■ Job ■
Copy the data below word for word, keeping every line as it stands, but leave out the pictures.

--- START ---

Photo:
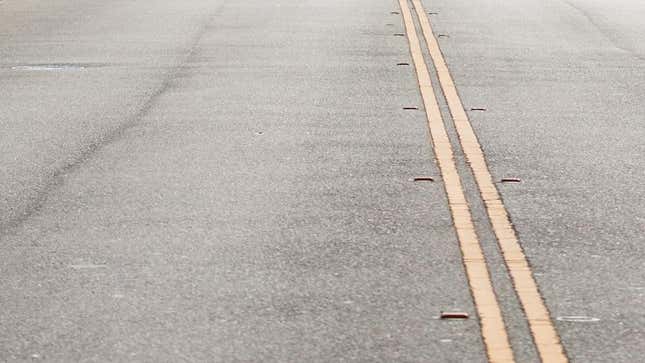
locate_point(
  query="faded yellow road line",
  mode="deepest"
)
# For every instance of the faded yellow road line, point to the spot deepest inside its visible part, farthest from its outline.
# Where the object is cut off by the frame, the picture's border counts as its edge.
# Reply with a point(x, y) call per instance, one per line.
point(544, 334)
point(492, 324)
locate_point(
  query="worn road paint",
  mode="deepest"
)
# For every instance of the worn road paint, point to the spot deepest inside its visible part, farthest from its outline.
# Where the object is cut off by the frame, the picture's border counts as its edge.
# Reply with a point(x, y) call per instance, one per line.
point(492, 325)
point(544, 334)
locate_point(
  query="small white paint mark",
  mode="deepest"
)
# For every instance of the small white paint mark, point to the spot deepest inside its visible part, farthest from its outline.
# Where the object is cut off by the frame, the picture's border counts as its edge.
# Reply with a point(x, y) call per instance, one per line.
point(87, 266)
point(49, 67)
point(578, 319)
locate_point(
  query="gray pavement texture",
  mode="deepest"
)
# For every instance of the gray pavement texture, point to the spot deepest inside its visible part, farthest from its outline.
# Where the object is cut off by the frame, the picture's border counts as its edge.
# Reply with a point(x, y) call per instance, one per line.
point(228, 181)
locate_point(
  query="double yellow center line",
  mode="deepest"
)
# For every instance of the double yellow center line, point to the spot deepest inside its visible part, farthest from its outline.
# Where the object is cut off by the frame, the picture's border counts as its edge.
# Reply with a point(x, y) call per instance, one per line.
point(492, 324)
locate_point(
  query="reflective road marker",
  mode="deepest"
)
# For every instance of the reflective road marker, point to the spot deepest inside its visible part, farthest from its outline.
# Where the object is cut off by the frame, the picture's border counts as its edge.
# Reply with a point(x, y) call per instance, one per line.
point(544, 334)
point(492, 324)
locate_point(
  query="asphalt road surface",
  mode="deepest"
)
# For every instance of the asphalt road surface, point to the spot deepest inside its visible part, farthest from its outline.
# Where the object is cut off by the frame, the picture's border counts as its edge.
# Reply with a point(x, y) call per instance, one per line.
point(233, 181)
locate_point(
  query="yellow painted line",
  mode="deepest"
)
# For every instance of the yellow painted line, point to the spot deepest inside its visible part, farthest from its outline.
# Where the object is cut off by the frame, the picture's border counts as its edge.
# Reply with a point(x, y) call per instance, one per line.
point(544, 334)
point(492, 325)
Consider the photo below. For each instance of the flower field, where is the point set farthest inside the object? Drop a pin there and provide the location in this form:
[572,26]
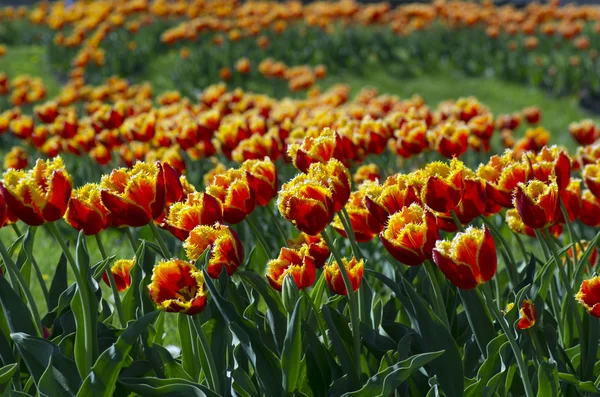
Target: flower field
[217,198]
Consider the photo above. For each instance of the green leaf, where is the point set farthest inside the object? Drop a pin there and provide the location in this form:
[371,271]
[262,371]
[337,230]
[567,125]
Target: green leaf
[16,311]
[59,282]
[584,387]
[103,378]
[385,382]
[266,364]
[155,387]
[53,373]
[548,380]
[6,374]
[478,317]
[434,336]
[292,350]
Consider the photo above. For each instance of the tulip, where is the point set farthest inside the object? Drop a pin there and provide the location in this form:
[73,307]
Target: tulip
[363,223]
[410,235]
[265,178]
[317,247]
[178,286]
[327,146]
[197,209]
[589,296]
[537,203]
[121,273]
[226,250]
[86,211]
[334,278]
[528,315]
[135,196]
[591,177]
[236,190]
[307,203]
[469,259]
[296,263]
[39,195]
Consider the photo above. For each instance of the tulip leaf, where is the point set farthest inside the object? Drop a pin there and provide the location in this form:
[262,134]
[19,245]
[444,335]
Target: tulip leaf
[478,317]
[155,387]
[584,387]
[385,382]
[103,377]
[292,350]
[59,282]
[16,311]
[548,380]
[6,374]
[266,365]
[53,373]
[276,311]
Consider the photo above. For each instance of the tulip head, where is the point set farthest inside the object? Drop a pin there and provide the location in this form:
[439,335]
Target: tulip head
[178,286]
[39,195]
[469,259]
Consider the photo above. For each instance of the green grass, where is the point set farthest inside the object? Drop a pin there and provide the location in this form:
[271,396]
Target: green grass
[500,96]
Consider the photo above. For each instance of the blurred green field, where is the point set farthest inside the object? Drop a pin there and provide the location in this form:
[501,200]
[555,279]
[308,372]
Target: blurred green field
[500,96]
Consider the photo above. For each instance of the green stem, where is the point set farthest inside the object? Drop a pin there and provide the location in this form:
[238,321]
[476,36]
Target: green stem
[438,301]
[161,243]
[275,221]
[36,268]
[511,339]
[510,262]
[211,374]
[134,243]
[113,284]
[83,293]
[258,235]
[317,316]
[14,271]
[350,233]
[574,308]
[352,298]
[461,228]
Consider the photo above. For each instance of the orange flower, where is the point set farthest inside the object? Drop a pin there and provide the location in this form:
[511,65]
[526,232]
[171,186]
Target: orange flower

--- END ---

■ Result of the task ■
Photo:
locate_point(
  query="faded yellow road line",
  mode="deepest"
)
# For every instance of the faded yellow road line, point to the spot deepest inside its visible part, farthest from its outline.
# Where the object is cut off by the frame, the picture's border counts as its edge.
# Reply with a point(x, y) call per instance, one per line.
point(544, 334)
point(492, 324)
locate_point(
  query="worn road paint",
  mode="deepest"
)
# For every instance of the worn road paint, point to the spot deepest inside its visible part, farthest from its outline.
# Where the object is cut off by the frame, the picture's border counts as its edge.
# Reply with a point(x, y) call per instance, one per line.
point(492, 325)
point(544, 334)
locate_point(
  query="small white paint mark",
  mode="deepest"
)
# For every instance of the small white paint mark, point to the spot deepest inside its visible part, farthest from its outline.
# Where the object is cut off by the frame, the picture's border counts as its edge.
# Reply with a point(x, y) call per instance, one per line.
point(87, 266)
point(49, 67)
point(578, 319)
locate_point(
  query="gray pavement texture",
  mode="deepest"
)
# For every instance of the gray pavement texture, point to the spot deepest inside its visible part, farthest from its outline.
# Where the object is cut off by the frame, the picture's border counts as its edge.
# Reply with a point(x, y) call per instance, one per line.
point(228, 181)
locate_point(
  query="double yellow center line",
  mode="deepest"
)
# For every instance of the double yellow center line, point to the spot deepest inside its visible part, farthest from its outline.
# Where the object is cut off by the frame, the picture's border counts as its edge.
# Reply with a point(x, y) call per instance, one per line.
point(492, 324)
locate_point(
  query="reflective road marker",
  mode="deepest"
)
# For every instance of the reflective road marker, point to the spot deepest inside its visible part, farthest from its outline.
# Where the object is cut off by the frame, the picture's border counts as its edge.
# Reply with a point(x, y) call per instance, one per line.
point(544, 334)
point(492, 324)
locate_point(
  query="asphalt road surface",
  mode="deepest"
)
# For every instance of the asphalt road surface, point to the spot deepest inside its visible part, farthest from its outline.
# Where the object is cut off by the frame, the picture's border counts as its edge.
# Reply with a point(x, y) call per instance, one per line.
point(233, 181)
locate_point(
  query="yellow painted line",
  mode="deepest"
)
# For every instance of the yellow painted line, point to the spot deepest inside its visible part, farthest from its outline.
# Where the object is cut off by the frame, the picture's border counts as its edge.
# Reply with a point(x, y) call per instance, one per line.
point(544, 334)
point(492, 325)
Consider the photo below. For each instance of the flower field, where is the point set farthest inside the object? Drop a pin there and provide the location in this form:
[572,26]
Target: flower field
[217,198]
Consider the photo above. For each instance of the green leaf, where is the point set farthest inside the object? Drop a pin there and provide the location in this form:
[371,271]
[262,371]
[337,230]
[567,125]
Target: green leaf
[16,311]
[59,282]
[584,387]
[103,378]
[385,382]
[266,364]
[155,387]
[53,373]
[548,380]
[6,374]
[478,317]
[434,336]
[292,350]
Consider the photo above. For each instance of the tulip, where is the point set farthest inside the object? Drop a pin there and provide the location in this form:
[73,307]
Target: tulip
[363,223]
[410,235]
[265,178]
[317,247]
[178,286]
[327,146]
[197,209]
[589,296]
[537,203]
[121,273]
[226,250]
[86,211]
[334,278]
[528,315]
[135,196]
[591,177]
[236,190]
[307,203]
[469,259]
[296,263]
[39,195]
Consider the photo above. For each instance of the tulip leaf, where is the point set farthest inside the object? Drop a pin there and provide the location in this form:
[262,134]
[19,245]
[444,335]
Target: tulip leaf
[478,317]
[155,387]
[584,387]
[385,382]
[103,377]
[292,350]
[59,282]
[16,311]
[548,380]
[6,374]
[266,365]
[53,373]
[276,311]
Consider the photo above. For each instance of the tulip head, where is the point set farthest inside the object? Drop a pin there and provide the location in this form:
[439,335]
Target: tulip head
[178,286]
[39,195]
[469,259]
Consider the photo above. For each instance of the green grass, where is the point set farthest inside the object? Drop a pin there and provide the location in this form:
[271,396]
Target: green grass
[500,96]
Consider the photo above. For each instance of the blurred green field, where is the point set farthest inside the object? Drop a pin there and provide the location in this form:
[501,200]
[555,279]
[308,372]
Target: blurred green field
[500,96]
Consider the photo above. For each instance of the green stem, where is the point set farthest inside the object? Drop a pin there and provide the location in this form:
[238,321]
[476,36]
Target: green stem
[438,301]
[161,243]
[275,221]
[36,268]
[511,339]
[510,262]
[211,374]
[134,243]
[113,284]
[83,293]
[258,235]
[317,316]
[14,271]
[350,233]
[574,308]
[352,298]
[461,228]
Consider the photo above. For each instance of the orange flower, where is the point set farthest inside the object? Drop a pin there and provide the location in this form:
[511,65]
[526,232]
[171,186]
Target: orange flower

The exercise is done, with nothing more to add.